_ARBEITSAUFTRAG 1_
Welche Musik hörte Felix Mendelssohn laut dem Text über den Eibenbaum unter dessen Dach?
_ARBEITSAUFTRAG 2_
Schreiben Sie den Text über den Eibenbaum im Anschluss an seinen letzten Satz weiter.

_VORLIEGENDER TEXT_

_____

Eine lange Tafel war gedeckt und aus der Mitte der Tafel
wuchs der alte Eibenbaum auf, wie ein Weihnachtsbaum,
ungeſchmückt, — nur die Hoffnung ſah goldne Früchte in
ſeinem Grün.

Und die Hoffnung hatte nicht gelogen: der Friede kam mit
goldner Frucht, und die heitern Künſte ſchaarten ſich jetzt um
den Eibenbaum, der, ernſt wie immer, aber nicht unwirſch
dreinſchaute. Felix Mendelsſohn, halb ein Knabe noch, hörte
unter ſeinem mondlichtdurchglitzerten Dach die Muſik tanzender
Elfen.

Und wieder andere Zeiten kamen. Vieles war begraben,
Menſchen und Dinge; da zog ſich auch über dem Eibenbaum
ein ernſtes Wetter zuſammen. Wer weiß, was geſchehen wäre,
wenn nicht des Eibenbaums beſter Freund noch gelebt hätte —
der lenkte den Strahl ab.

_____

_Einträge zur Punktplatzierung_
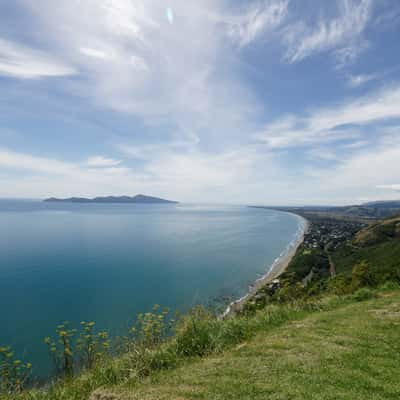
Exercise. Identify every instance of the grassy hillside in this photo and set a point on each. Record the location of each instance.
(334, 335)
(350, 353)
(378, 246)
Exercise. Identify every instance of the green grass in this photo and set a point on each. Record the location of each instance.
(352, 352)
(383, 259)
(339, 347)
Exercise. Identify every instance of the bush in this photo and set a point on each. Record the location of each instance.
(13, 373)
(361, 276)
(363, 294)
(195, 333)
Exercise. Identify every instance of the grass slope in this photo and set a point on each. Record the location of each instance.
(351, 352)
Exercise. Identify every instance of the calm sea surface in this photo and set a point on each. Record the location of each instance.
(108, 262)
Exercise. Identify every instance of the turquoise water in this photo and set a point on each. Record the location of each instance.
(108, 262)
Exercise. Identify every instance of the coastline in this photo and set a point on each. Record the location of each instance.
(278, 267)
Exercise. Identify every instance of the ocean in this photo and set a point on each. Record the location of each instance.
(108, 262)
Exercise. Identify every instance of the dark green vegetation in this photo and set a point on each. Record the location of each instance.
(138, 199)
(333, 333)
(336, 258)
(367, 211)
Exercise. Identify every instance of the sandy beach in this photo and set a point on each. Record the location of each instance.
(278, 267)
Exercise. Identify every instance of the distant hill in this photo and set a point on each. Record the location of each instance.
(383, 204)
(372, 210)
(138, 199)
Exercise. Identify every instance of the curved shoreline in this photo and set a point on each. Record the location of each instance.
(277, 268)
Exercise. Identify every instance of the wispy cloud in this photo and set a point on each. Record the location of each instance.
(331, 124)
(395, 187)
(260, 17)
(100, 161)
(343, 35)
(22, 62)
(359, 80)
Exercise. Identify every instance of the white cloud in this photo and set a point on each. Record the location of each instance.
(21, 62)
(359, 80)
(93, 52)
(327, 124)
(132, 60)
(395, 187)
(258, 18)
(100, 161)
(343, 35)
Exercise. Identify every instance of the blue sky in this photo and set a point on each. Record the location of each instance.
(269, 101)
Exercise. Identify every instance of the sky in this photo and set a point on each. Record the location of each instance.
(276, 102)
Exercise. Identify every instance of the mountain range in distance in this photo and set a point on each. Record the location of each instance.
(138, 199)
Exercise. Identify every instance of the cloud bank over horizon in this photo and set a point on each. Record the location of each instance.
(257, 101)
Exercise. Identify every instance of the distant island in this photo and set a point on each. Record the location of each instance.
(138, 199)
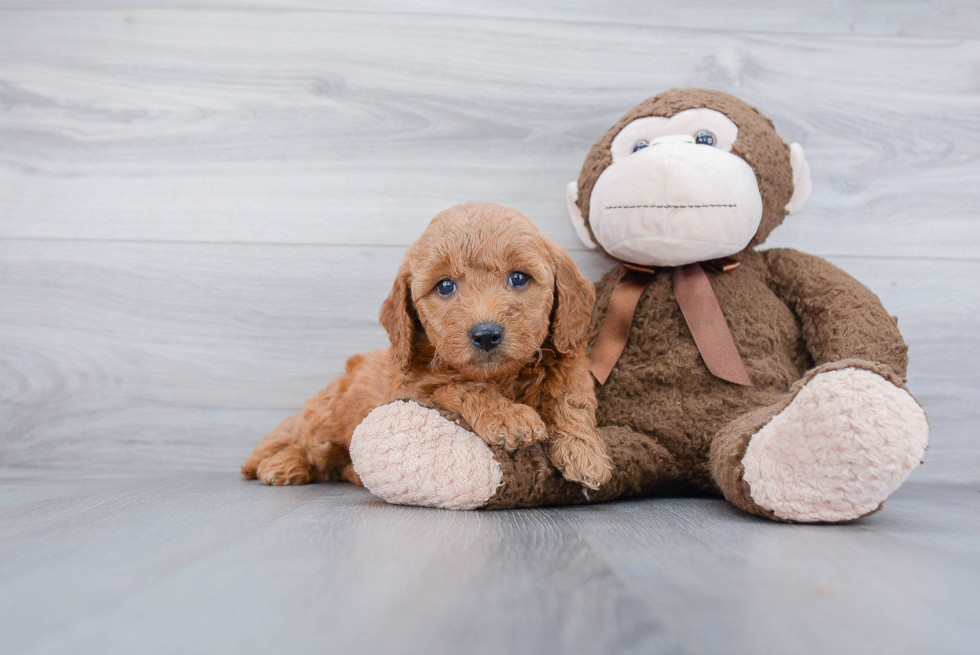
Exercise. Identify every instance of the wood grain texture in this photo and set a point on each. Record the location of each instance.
(173, 356)
(959, 18)
(356, 127)
(205, 563)
(203, 203)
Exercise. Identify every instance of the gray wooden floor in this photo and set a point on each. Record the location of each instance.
(203, 203)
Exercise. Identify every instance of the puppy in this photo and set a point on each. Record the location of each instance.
(487, 319)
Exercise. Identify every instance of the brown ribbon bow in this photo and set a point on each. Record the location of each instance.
(701, 311)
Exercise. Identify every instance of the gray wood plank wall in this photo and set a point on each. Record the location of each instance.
(202, 204)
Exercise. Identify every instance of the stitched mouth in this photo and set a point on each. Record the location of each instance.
(665, 206)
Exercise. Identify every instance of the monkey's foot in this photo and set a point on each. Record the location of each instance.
(845, 442)
(407, 454)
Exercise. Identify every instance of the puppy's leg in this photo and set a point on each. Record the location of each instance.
(285, 435)
(574, 446)
(498, 420)
(297, 451)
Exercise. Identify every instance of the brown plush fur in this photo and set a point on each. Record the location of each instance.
(534, 387)
(668, 423)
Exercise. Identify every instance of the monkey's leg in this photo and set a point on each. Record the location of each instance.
(840, 442)
(410, 454)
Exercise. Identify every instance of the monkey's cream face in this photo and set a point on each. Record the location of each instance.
(675, 193)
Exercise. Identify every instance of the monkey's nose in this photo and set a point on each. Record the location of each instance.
(486, 336)
(672, 138)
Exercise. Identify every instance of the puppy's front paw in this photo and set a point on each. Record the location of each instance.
(514, 427)
(581, 458)
(287, 467)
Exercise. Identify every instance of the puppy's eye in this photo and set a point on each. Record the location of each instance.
(704, 138)
(518, 279)
(445, 287)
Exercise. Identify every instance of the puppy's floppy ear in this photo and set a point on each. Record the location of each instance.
(398, 318)
(574, 298)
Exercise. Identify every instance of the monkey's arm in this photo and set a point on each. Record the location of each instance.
(840, 317)
(603, 292)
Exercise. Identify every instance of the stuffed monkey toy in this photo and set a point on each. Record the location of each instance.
(769, 377)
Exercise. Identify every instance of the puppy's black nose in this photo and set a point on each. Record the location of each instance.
(486, 336)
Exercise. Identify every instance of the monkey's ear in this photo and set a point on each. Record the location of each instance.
(575, 214)
(801, 179)
(574, 298)
(398, 318)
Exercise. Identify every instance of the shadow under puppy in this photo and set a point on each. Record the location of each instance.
(488, 320)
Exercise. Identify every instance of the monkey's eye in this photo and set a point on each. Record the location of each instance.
(704, 138)
(446, 287)
(518, 280)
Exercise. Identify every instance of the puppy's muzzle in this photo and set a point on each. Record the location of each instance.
(486, 336)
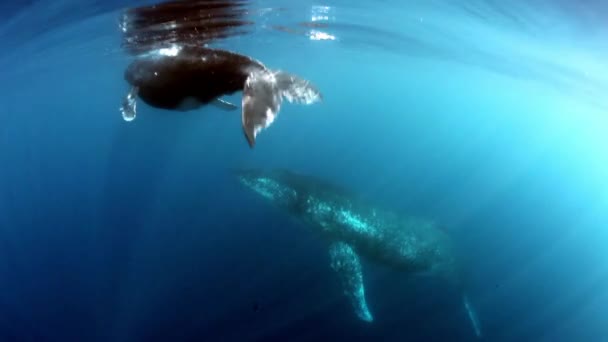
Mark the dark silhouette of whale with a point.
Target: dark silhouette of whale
(174, 68)
(354, 228)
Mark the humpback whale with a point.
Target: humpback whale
(356, 229)
(175, 69)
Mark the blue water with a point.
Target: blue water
(488, 117)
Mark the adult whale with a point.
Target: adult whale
(355, 228)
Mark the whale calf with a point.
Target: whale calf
(356, 229)
(175, 69)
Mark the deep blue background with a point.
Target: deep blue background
(138, 232)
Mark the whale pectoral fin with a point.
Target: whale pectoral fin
(261, 104)
(128, 109)
(472, 313)
(223, 104)
(297, 90)
(345, 262)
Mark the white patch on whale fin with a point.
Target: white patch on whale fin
(297, 90)
(262, 98)
(472, 315)
(128, 109)
(225, 105)
(261, 103)
(189, 103)
(345, 262)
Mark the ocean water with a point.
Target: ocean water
(487, 116)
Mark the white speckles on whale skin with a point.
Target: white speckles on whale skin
(345, 262)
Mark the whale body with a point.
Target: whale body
(357, 229)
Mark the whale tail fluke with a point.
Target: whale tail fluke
(263, 94)
(472, 314)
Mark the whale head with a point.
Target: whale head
(272, 185)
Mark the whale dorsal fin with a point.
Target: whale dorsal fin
(345, 262)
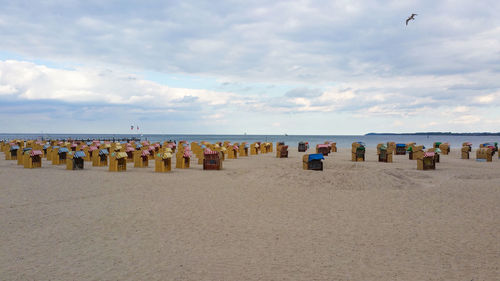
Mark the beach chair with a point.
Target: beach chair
(34, 159)
(358, 152)
(491, 145)
(243, 151)
(118, 161)
(21, 155)
(333, 146)
(141, 158)
(302, 146)
(400, 149)
(183, 160)
(59, 155)
(163, 161)
(101, 157)
(211, 160)
(12, 155)
(75, 160)
(313, 161)
(282, 152)
(425, 161)
(254, 148)
(323, 149)
(445, 148)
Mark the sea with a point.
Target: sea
(343, 141)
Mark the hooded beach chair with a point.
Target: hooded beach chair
(211, 160)
(426, 161)
(34, 159)
(75, 160)
(302, 146)
(163, 161)
(323, 149)
(141, 158)
(118, 161)
(313, 161)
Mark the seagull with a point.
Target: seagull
(412, 17)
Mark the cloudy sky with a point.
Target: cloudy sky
(260, 67)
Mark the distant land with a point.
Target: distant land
(437, 134)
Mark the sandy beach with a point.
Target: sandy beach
(260, 218)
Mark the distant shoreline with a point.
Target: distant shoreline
(435, 134)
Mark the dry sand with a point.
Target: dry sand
(261, 218)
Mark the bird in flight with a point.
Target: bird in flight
(412, 17)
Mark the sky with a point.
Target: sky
(255, 67)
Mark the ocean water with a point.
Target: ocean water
(292, 140)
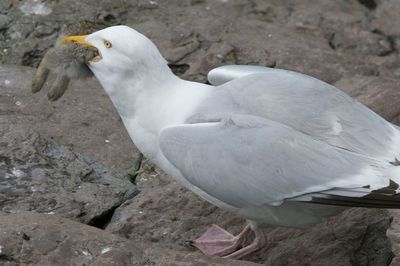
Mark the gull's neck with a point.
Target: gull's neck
(150, 100)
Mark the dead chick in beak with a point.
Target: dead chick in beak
(65, 61)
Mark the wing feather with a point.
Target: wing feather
(248, 161)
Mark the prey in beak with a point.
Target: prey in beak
(80, 41)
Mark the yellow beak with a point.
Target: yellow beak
(78, 39)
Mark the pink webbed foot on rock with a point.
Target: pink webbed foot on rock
(218, 242)
(258, 243)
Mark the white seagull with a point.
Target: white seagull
(273, 146)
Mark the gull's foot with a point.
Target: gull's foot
(218, 242)
(258, 243)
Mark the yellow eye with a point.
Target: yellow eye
(107, 44)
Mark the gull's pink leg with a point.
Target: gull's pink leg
(258, 243)
(218, 242)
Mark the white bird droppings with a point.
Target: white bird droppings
(35, 7)
(105, 250)
(18, 173)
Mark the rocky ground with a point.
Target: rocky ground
(64, 165)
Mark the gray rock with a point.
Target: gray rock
(386, 16)
(37, 175)
(356, 237)
(83, 119)
(44, 240)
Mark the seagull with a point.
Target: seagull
(273, 146)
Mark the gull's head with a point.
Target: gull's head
(121, 52)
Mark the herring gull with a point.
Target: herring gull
(273, 146)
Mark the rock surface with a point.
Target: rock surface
(84, 119)
(38, 239)
(37, 175)
(356, 237)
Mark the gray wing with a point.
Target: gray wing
(309, 106)
(223, 74)
(247, 161)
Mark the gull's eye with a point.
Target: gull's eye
(107, 44)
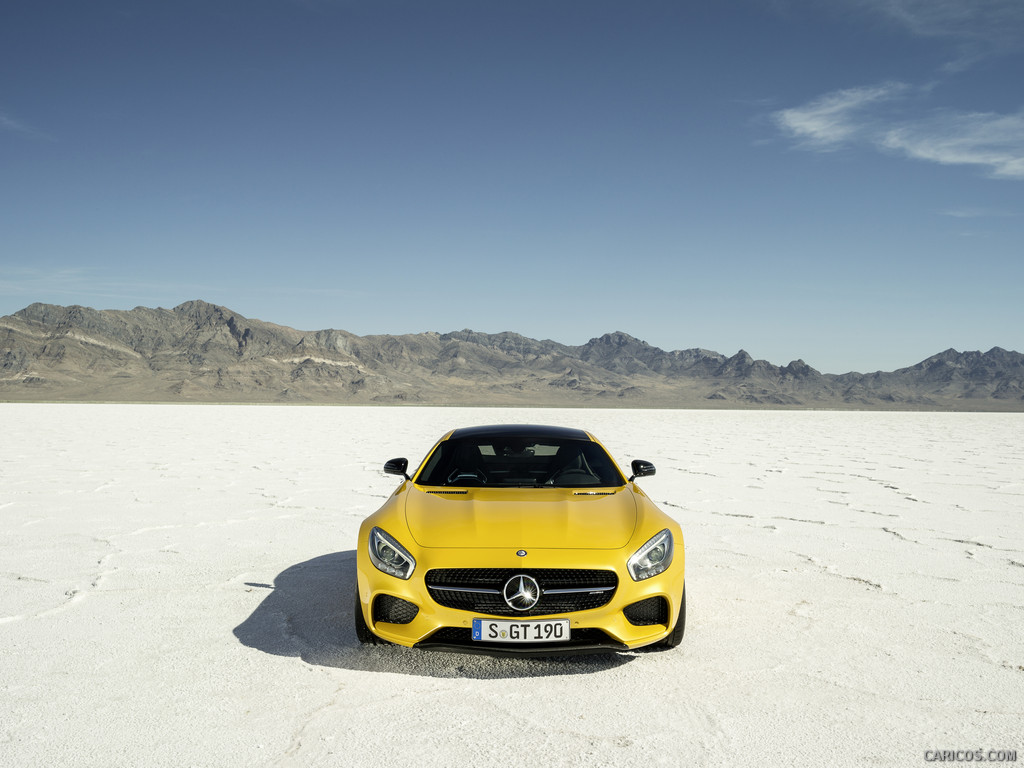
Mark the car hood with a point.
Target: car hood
(521, 518)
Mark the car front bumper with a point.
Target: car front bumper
(601, 630)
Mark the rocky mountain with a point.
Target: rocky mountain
(202, 352)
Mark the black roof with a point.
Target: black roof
(520, 430)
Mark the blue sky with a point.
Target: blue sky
(841, 180)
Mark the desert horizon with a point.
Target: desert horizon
(177, 583)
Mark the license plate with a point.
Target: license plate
(553, 631)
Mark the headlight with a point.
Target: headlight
(389, 556)
(652, 558)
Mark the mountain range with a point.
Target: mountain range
(201, 352)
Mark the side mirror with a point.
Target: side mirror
(397, 467)
(642, 469)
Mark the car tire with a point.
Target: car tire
(363, 633)
(676, 636)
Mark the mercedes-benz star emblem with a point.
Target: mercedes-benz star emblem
(521, 592)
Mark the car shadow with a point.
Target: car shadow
(307, 613)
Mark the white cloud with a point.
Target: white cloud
(877, 117)
(995, 24)
(837, 118)
(986, 139)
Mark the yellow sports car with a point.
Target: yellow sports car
(519, 540)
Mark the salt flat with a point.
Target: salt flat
(176, 581)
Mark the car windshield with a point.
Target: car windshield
(519, 462)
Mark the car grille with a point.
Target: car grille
(647, 612)
(393, 609)
(562, 590)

_____

_SCHRIFTLICHE ANTWORT 1_
Die Musik tanzender Elfen.

_SCHRIFTLICHE ANTWORT 2_
1852 brannte die „Erſte Kammer“ nieder (damals in der
Oberwallſtraße); das Mendelsſohnſche Haus, ſammt Garten und
Eibenbaum, wurde gekauft und das Preußiſche Oberhaus hielt
ſeinen Einzug an neuer Stelle. Niemand ahnte Böſes; da
ergab ſich’s, daß die Räumlichkeiten nicht ausreichten, — es
mußte gebaut werden. Ein großes Hintergebäude ſollte den feh-
lenden Raum ſchaffen. So weit war Alles klipp und klar,
wenn nur der Eibenbaum nicht geweſen wäre. Der ſchuf die
Schwierigkeit, der „beherrſchte die Situation.“ Einige wollten
zwar kurzen Proceß mit ihm machen und ihm einfach den Kopf
vor die Füße legen; aber die hatten es ſehr verſehen. Sie
erfuhren bald zu ihrem Leidweſen, welch hohen Fürſprecher der
Baum an entſcheidender Stelle hatte.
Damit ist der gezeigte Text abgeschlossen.